Extracted material:
Content starts
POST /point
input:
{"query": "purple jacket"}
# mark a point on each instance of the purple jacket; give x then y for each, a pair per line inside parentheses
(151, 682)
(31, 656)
Content ends
Task description: Write the material above out in full, exactly as it reads.

Result of the exercise:
POST /point
input:
{"query": "purple jacket"}
# mark a point on each instance of the purple jacket; give x then y for each, a pair per line inside parentheses
(151, 682)
(31, 656)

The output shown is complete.